_TASKS_
**a.** In the article about the Apple security breach, what does the New York Times report that Apple issued?
**b.** List every channel through which, according to the article about the Apple security breach, the author got messages urging an update of Apple devices.

_PAGE TEXT_
◇ ◇ ◇ ◇

By Aron Solomon
Irony of ironies, I was preparing on Monday afternoon for a Tuesday morning radio interview on the potential cyber vulnerabilities of the 2022 midterm election. At that exact moment, I started to get messages on WhatsApp, Twitter direct message, WeChat, and SMS, from people letting me know that I needed to immediately update all my Apple devices. I admittedly/mercifully run fewer Apple devices than most people I know, primarily my iPhone, which was a relatively recent switch back to iOS from a truly excellent Google phone.
Because I’m naturally (very) suspicious, I started to do some digging into what the issue was and whether this was as truly urgent as people were saying that it was. I’m really not somebody to get rushed into doing a software update for some alleged security breach unless I feel those sources are extremely competent.
After about an hour I felt sufficiently comfortable that this was for real, and a little bit freaked out at the same time as to the nature of what allegedly happened, so I did the update.
For those who may have missed the actual subject matter of what’s going on, this morning the New York Times reported that Apple issued emergency updates to fix a flaw that allows highly invasive spyware to infect anyone’s iPhone, Apple Watch or Mac computer without so much as a click. This all came less than 24 hours before Tuesday’s planned Apple event, in which they are expected to announce yet another new phone, watch, ridiculously expensive earbuds, and whatever else Apple fanatics may be so anxiously awaiting.
While I’m naturally suspicious, I’m also not a fan of conspiracy theories. What we saw this week was probably exactly what it appeared to be – “just” an Israeli cyber arms dealer deploying a surveillance tool to break into Apple devices. Yet anyone who already is or is even considering being a cyber evil-doer for the 2022 midterm election is watching what’s going on today with an eagle eye for several reasons critical to next year’s midterm elections.
The data that has become available in the first 18 hours since this Apple security breach is truly remarkable for somebody who wants to gauge the behavior of a large number of people when faced with a dictate to do a security update in the face of a breach. We can learn what sources were the most effective in informing people about the security breach. We can learn how and when people acted and what percentage of people chose inaction. We can even get more granular and ascertain why people chose the divergent paths of action and inaction and then build decision trees off each of these. Armed with the right data from Monday, someone can figure out what percentage of updates were done in, say, the first 10 minutes. Why would this one point be important? Because that’s around how much time it would take for the first wave of social media rebuttals to appear after a false cyber warning – one that could alter the results of an election or, you know, perhaps begin a war.
While Apple’s core spends much of today glued to their screens for new product and feature announcements, yesterday’s perfectly-timed events will quickly fall into background. Yet what someone seeking to scrape, analyze and apply this data could learn for 2022 is not insignificant and should be an important concern not for a 48-hour news cycle, but should actually make us much more vigilant (spoiler alert: it won’t) over the next 13 months until midterms.

◇ ◇ ◇ ◇

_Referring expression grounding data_
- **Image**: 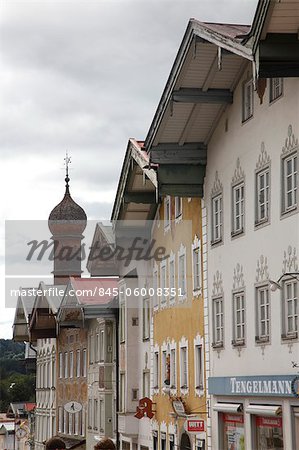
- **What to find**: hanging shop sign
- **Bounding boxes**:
[135,397,154,419]
[184,419,205,433]
[208,375,298,397]
[64,402,82,414]
[172,400,186,417]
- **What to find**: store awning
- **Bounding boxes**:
[213,403,243,413]
[245,405,282,416]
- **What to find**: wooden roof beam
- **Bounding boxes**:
[150,142,207,165]
[172,88,233,104]
[124,191,156,205]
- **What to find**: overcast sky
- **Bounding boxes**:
[0,0,257,338]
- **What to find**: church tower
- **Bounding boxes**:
[48,154,87,284]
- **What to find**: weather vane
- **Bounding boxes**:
[64,151,72,190]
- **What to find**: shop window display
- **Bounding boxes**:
[255,416,284,450]
[222,414,245,450]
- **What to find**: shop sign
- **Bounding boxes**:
[256,417,282,428]
[134,397,154,419]
[185,419,205,433]
[223,414,244,424]
[172,400,186,417]
[208,375,296,397]
[64,402,82,414]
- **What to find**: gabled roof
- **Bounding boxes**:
[13,287,35,342]
[29,282,66,342]
[57,277,118,326]
[43,435,86,450]
[145,19,253,151]
[111,139,157,222]
[86,222,117,277]
[0,421,15,434]
[145,0,299,156]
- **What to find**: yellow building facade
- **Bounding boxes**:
[152,196,207,450]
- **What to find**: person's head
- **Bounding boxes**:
[46,437,66,450]
[94,438,116,450]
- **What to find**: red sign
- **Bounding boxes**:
[223,414,244,423]
[186,419,205,433]
[135,397,154,419]
[256,417,282,428]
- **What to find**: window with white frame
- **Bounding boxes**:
[79,410,85,436]
[76,350,81,378]
[212,193,223,244]
[74,411,81,435]
[95,333,100,362]
[64,352,69,378]
[93,398,99,430]
[164,195,171,230]
[119,286,126,342]
[195,344,203,390]
[68,413,74,435]
[282,279,298,338]
[160,261,167,303]
[63,410,69,434]
[69,352,74,378]
[178,245,187,297]
[192,236,201,292]
[161,349,167,386]
[160,431,166,450]
[256,286,270,341]
[82,348,87,377]
[180,345,188,389]
[119,373,126,412]
[168,434,175,450]
[58,406,63,433]
[99,330,105,362]
[59,352,64,378]
[51,357,56,387]
[232,182,245,235]
[255,166,270,225]
[153,350,159,389]
[153,265,159,309]
[212,297,224,347]
[88,334,94,364]
[282,152,297,213]
[270,78,283,103]
[174,197,183,219]
[170,347,176,389]
[99,399,105,433]
[142,297,151,341]
[169,253,176,301]
[242,79,253,122]
[233,291,245,344]
[88,398,92,428]
[142,370,150,398]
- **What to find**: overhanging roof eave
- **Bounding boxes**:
[144,19,253,151]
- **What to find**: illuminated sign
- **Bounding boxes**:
[185,419,205,433]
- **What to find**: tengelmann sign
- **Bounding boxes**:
[208,375,296,397]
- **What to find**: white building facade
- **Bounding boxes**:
[205,68,299,449]
[35,338,56,450]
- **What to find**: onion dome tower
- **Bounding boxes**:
[48,154,87,284]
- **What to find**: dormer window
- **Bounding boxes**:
[242,79,253,122]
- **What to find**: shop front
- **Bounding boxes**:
[208,375,299,450]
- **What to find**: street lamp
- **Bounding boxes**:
[269,272,299,292]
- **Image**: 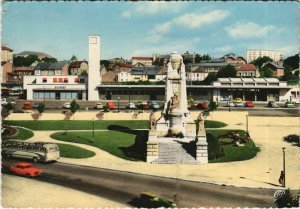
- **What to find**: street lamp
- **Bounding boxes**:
[118,97,120,112]
[246,115,249,133]
[128,87,130,103]
[282,147,286,187]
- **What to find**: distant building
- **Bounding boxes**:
[1,62,13,84]
[262,62,284,77]
[34,61,69,75]
[14,51,53,60]
[210,53,247,68]
[131,57,153,66]
[236,64,259,77]
[247,49,283,63]
[186,66,208,81]
[1,45,13,63]
[69,61,89,75]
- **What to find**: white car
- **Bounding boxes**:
[234,102,244,107]
[63,102,71,109]
[126,102,136,109]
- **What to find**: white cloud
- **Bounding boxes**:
[121,1,185,18]
[146,10,230,43]
[172,10,230,29]
[216,45,233,53]
[225,22,275,39]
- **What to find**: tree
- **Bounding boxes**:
[70,54,78,62]
[217,65,236,78]
[100,60,110,70]
[41,57,57,63]
[37,103,46,113]
[283,54,299,69]
[70,99,80,114]
[13,55,40,67]
[203,73,218,85]
[259,67,273,78]
[250,56,273,69]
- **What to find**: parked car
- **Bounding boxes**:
[245,101,254,107]
[107,102,116,110]
[226,101,234,107]
[137,102,150,110]
[96,102,103,109]
[284,101,295,108]
[233,102,244,107]
[22,102,32,110]
[268,100,278,108]
[63,102,71,109]
[140,192,177,208]
[197,102,208,109]
[125,102,136,109]
[10,162,42,177]
[148,101,159,109]
[232,98,243,103]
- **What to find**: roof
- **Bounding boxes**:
[238,64,256,71]
[14,67,34,71]
[1,45,13,52]
[132,57,152,61]
[69,61,88,68]
[113,63,132,68]
[130,66,160,75]
[15,51,52,58]
[34,61,69,70]
[263,62,283,69]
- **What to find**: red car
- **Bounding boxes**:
[197,102,208,109]
[10,162,42,177]
[245,101,254,107]
[22,102,32,110]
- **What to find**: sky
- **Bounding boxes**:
[1,1,299,60]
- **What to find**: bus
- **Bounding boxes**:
[1,139,60,163]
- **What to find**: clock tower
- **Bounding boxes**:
[88,35,101,101]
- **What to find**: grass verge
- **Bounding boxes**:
[206,130,260,163]
[3,120,149,130]
[57,143,96,159]
[51,131,140,161]
[2,128,34,140]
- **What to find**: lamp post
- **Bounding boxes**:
[246,115,249,133]
[128,87,130,103]
[282,147,286,187]
[92,118,95,141]
[118,97,120,112]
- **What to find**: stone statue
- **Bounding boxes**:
[171,94,179,109]
[197,112,204,131]
[149,112,156,130]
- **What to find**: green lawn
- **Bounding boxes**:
[57,143,96,159]
[206,130,260,163]
[51,131,141,161]
[3,120,227,130]
[204,120,227,128]
[4,120,149,130]
[2,128,34,140]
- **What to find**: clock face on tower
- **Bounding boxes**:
[90,37,97,44]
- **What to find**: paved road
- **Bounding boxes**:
[4,159,275,207]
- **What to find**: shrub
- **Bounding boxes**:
[206,133,225,160]
[70,100,80,113]
[37,103,46,113]
[284,134,299,143]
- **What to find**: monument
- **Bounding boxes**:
[147,52,208,163]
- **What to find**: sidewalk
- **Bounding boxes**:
[11,112,300,189]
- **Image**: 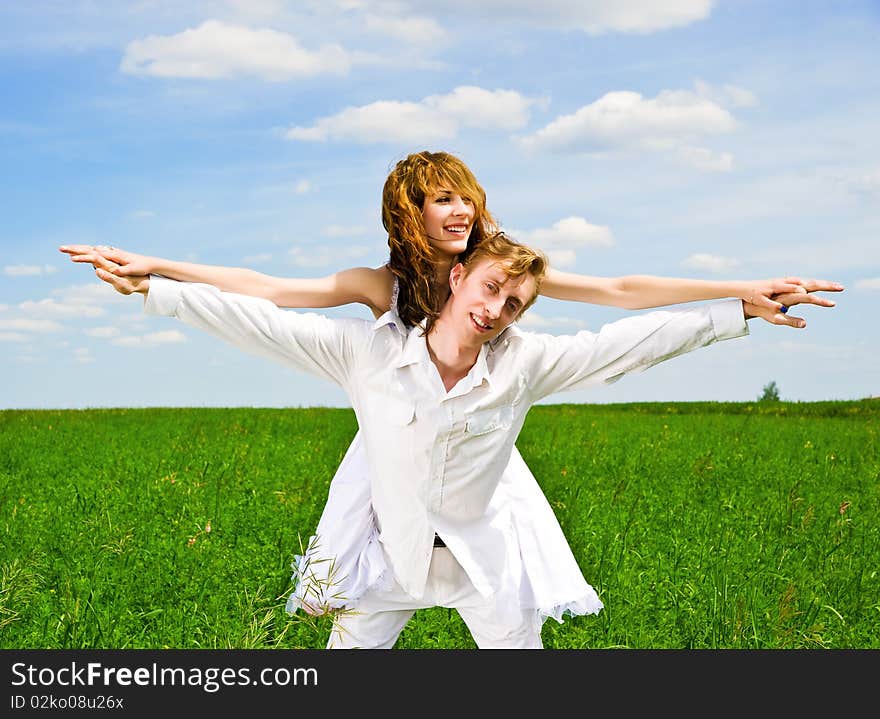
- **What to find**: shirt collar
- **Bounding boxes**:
[373,309,408,334]
[395,322,496,396]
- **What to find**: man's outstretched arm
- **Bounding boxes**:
[95,269,360,386]
[524,292,834,401]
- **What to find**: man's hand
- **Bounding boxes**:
[58,245,158,277]
[95,267,150,296]
[743,280,843,329]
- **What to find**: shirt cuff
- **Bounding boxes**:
[708,300,749,340]
[144,275,183,317]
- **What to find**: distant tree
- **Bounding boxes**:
[758,381,779,402]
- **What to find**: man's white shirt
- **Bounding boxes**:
[145,275,748,598]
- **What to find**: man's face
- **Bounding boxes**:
[449,259,535,344]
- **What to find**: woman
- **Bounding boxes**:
[61,152,839,622]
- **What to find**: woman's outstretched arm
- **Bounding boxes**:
[59,245,393,316]
[541,269,843,311]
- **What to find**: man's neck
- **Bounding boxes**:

◇ ◇ ◇ ◇

_NUMBERED ANSWERS_
**a.** Emergency updates to fix a flaw that lets highly invasive spyware infect anyone's iPhone, Apple Watch or Mac computer without a click.

**b.** WhatsApp, Twitter direct message, WeChat, SMS